Aim of the task:
Find every line below with the string "exact" and pick it out.

Exercise material:
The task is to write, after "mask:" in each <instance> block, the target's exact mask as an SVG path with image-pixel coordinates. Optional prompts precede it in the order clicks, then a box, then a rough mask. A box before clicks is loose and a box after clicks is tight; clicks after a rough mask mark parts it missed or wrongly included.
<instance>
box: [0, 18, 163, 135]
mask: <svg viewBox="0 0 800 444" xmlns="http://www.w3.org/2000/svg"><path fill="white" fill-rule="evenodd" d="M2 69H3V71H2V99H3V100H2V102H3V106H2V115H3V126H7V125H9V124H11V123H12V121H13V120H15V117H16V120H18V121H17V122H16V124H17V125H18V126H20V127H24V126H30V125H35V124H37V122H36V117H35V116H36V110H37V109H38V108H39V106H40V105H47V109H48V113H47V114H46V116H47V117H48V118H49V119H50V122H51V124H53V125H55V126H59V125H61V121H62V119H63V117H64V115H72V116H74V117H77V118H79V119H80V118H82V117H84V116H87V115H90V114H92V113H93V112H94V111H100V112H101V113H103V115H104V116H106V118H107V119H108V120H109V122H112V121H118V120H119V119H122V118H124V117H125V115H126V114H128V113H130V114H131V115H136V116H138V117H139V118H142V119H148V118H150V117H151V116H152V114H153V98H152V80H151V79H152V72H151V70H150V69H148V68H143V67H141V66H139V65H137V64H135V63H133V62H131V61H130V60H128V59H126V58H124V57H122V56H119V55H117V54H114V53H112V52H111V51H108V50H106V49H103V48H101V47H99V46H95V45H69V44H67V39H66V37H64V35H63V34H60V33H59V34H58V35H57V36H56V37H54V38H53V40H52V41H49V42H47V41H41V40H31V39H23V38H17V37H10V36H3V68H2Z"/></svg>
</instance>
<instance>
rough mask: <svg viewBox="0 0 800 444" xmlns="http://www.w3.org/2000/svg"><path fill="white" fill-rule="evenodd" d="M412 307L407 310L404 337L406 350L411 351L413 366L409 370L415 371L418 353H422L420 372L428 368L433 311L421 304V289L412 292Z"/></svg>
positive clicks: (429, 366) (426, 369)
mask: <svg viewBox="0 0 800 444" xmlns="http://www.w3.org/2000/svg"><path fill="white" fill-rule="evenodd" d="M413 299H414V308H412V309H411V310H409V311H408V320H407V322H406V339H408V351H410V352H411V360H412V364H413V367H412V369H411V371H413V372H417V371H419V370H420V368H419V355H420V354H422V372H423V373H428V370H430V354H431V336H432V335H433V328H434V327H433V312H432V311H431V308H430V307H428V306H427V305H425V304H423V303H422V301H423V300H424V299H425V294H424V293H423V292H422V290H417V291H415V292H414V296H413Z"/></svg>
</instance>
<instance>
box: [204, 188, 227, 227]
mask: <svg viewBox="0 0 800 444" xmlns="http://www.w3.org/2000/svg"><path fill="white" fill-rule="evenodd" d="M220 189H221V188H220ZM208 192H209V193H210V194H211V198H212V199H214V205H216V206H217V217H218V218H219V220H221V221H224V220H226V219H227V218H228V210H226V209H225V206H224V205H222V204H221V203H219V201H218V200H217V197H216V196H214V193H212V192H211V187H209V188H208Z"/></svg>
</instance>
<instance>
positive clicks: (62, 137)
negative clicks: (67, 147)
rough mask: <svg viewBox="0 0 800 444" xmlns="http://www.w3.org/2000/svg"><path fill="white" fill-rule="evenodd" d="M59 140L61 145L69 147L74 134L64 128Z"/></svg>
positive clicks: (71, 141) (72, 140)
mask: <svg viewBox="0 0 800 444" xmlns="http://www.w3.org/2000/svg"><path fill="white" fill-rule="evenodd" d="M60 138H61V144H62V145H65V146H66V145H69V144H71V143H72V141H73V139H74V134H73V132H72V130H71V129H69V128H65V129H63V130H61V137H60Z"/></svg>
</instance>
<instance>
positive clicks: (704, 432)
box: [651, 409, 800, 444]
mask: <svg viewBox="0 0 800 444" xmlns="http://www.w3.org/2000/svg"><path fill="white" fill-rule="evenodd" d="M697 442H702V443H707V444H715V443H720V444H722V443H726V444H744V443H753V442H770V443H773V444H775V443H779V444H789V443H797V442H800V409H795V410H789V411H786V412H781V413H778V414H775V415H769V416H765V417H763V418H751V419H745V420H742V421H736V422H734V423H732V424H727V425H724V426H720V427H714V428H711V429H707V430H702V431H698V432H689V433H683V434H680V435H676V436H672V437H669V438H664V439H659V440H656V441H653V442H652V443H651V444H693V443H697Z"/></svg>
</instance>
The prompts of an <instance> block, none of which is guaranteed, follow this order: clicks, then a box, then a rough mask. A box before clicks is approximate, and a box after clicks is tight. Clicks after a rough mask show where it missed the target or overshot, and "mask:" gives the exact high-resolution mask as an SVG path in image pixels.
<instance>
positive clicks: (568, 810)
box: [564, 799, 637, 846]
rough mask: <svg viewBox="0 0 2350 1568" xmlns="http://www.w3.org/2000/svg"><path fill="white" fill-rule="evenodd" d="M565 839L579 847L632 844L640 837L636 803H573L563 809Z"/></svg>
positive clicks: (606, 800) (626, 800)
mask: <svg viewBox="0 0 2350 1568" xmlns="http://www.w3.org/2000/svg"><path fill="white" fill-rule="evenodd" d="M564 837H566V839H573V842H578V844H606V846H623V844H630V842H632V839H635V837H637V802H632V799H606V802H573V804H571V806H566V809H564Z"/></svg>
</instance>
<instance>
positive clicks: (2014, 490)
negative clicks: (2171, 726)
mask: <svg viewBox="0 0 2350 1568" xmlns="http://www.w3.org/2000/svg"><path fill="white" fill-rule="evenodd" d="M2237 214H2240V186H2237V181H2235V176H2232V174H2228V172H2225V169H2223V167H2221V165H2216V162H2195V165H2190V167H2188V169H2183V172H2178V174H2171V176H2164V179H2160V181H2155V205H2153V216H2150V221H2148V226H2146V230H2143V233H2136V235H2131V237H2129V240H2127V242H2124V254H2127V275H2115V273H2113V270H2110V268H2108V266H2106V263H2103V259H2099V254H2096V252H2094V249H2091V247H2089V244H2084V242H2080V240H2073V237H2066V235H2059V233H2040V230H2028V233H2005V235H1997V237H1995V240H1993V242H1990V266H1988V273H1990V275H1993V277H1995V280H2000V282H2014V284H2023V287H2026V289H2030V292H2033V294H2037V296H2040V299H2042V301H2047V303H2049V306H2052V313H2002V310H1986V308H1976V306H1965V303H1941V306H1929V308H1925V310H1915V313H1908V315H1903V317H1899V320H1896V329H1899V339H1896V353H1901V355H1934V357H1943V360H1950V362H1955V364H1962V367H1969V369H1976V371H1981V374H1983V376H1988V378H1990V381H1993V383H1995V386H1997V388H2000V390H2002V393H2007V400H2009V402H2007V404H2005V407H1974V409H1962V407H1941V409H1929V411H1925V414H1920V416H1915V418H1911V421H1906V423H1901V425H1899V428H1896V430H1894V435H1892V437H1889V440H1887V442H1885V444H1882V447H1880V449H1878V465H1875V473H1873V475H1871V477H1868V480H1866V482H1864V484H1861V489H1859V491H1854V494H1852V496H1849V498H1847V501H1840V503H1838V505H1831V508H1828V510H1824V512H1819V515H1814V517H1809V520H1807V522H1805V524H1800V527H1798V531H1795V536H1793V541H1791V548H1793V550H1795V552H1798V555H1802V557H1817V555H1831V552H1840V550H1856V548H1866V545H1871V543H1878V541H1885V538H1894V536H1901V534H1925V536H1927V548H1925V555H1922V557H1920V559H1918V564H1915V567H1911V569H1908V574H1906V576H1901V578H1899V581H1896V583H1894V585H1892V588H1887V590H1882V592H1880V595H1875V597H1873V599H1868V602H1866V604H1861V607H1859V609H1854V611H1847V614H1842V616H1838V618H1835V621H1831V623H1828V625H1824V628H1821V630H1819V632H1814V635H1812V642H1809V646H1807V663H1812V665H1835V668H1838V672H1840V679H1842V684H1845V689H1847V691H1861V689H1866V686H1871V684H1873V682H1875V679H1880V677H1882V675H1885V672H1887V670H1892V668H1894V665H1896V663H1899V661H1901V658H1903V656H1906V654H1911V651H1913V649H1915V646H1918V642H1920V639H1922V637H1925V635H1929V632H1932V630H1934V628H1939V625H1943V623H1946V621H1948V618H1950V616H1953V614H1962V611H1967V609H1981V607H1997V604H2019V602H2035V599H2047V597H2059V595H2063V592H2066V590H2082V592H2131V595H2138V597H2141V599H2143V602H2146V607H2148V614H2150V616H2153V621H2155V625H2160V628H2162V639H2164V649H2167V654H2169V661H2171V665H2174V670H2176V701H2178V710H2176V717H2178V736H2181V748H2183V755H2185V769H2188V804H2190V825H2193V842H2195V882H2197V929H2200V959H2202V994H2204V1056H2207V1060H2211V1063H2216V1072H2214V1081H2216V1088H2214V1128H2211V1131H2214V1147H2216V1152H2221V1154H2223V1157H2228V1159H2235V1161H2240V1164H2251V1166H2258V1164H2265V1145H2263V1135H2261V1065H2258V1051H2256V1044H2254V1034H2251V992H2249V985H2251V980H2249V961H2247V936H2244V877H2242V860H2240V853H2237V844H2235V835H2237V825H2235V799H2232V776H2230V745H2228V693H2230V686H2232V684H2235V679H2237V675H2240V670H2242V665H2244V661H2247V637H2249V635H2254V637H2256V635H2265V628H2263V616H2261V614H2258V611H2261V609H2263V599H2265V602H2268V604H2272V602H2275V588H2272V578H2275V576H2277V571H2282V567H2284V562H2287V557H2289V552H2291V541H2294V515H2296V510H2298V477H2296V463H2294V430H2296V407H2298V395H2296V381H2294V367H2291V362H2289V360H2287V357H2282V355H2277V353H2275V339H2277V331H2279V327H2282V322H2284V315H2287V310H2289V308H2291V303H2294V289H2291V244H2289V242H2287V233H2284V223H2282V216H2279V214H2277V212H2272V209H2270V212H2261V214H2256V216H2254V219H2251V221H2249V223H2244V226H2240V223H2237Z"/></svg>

Solved exercise:
The task is to write, after "mask:" in each <instance> block, the target's exact mask as an SVG path with image-pixel coordinates. Optional prompts precede it in the order clicks, then a box, then a rough mask. A box before clicks is loose and a box after clicks is tight; clicks after a rough mask mark parts it missed or wrongly included.
The prompts of an <instance> block, none of which is guaranteed, follow this order: clicks, then a box, then a rough mask. A box before clicks is approximate, and a box after clicks is tight. Clicks after a rough mask show where it missed the target or overshot, and "mask:" gives the exact high-resolution mask as an SVG path in image pixels.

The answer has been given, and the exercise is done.